The task: Please reproduce the entries below word for word, from their start through the line containing "rough mask: <svg", including both ends, and leave the pictures out.

BEGIN Information given

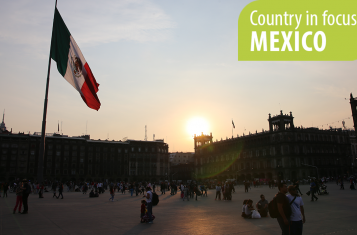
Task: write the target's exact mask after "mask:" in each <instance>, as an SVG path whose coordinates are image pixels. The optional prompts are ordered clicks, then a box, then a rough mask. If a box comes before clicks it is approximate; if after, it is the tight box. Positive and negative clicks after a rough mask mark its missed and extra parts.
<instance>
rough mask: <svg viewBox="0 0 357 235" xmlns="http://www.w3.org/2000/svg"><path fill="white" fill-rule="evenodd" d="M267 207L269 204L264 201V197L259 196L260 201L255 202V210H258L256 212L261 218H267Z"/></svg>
mask: <svg viewBox="0 0 357 235" xmlns="http://www.w3.org/2000/svg"><path fill="white" fill-rule="evenodd" d="M268 205H269V202H268V201H267V200H266V199H265V196H264V195H263V194H262V195H260V201H259V202H257V204H256V208H257V209H258V212H259V213H260V215H261V216H262V217H267V216H268V210H269V209H268Z"/></svg>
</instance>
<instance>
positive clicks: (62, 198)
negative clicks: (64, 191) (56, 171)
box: [57, 183, 63, 199]
mask: <svg viewBox="0 0 357 235" xmlns="http://www.w3.org/2000/svg"><path fill="white" fill-rule="evenodd" d="M62 193H63V184H62V183H60V184H59V186H58V196H57V199H58V198H59V196H62V198H61V199H63V194H62Z"/></svg>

END Information given

Written solution:
Task: write the target's exact mask after "mask:" in each <instance>, as an SVG path whose coordinates are image pixels. The optional prompts are ordered clicks, then a box, then a rough mask. If a box comes before clicks it is approximate; if after, it is the tight box. Positive and negative clicks after a rough mask mark its missed and extra parts.
<instance>
rough mask: <svg viewBox="0 0 357 235" xmlns="http://www.w3.org/2000/svg"><path fill="white" fill-rule="evenodd" d="M267 207L269 204L264 201V197L259 196L260 201L255 202V210H258L256 212L261 218H267Z"/></svg>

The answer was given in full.